[Try it]
Only a number is expected in reply: the number of lines below that include the word "trail".

Start of Given data

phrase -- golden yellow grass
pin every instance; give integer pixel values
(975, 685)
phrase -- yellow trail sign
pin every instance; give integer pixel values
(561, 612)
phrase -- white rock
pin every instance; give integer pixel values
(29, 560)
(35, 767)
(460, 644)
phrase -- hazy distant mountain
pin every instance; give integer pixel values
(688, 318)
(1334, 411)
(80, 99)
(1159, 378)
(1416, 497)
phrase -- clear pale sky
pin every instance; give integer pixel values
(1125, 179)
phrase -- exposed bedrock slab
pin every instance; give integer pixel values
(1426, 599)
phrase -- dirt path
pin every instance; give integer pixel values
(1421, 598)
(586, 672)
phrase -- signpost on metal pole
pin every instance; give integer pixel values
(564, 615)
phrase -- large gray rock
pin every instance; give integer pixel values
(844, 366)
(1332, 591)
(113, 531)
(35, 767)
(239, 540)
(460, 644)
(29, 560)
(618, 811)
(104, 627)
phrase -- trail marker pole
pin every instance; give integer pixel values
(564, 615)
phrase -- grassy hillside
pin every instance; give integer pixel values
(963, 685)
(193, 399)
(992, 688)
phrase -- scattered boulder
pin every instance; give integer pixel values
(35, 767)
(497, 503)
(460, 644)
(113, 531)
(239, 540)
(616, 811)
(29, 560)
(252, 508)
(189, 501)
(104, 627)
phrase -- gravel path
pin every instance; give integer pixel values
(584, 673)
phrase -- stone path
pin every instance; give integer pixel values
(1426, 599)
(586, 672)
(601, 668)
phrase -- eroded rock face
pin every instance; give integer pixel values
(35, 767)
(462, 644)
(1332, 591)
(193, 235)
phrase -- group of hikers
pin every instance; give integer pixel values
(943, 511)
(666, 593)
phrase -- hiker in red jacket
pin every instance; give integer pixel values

End of Given data

[Worked solution]
2